• [WORK TO COMPLETE]:
Verbatim transcription with images omitted: return the entries below in full.

▼

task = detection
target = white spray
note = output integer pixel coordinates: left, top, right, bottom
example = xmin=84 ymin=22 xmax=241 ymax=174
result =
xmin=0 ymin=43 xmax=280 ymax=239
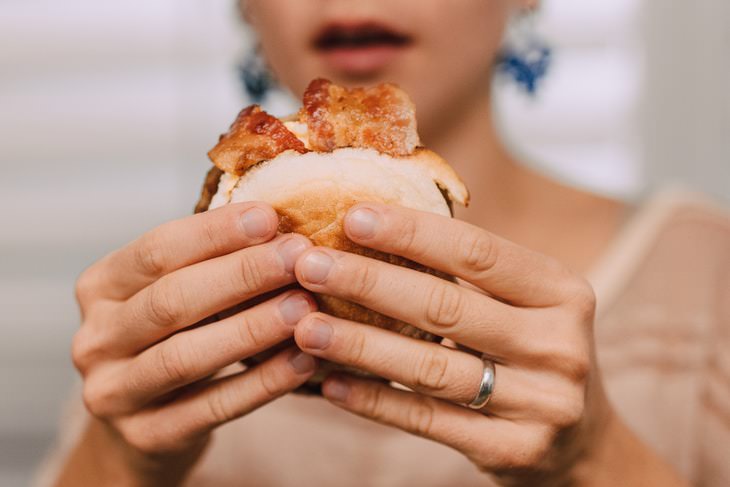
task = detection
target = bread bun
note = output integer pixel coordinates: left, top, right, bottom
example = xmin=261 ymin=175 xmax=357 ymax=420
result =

▲

• [ANSWER TO THE PROBLEM]:
task = detection
target = white spray
note = output integer pixel coordinates: left, top, right, bottom
example = xmin=84 ymin=22 xmax=241 ymax=174
result =
xmin=0 ymin=43 xmax=280 ymax=239
task = detection
target = bread bun
note = output integer pixel coordinates: left, top, right, bottom
example = xmin=261 ymin=175 xmax=357 ymax=420
result =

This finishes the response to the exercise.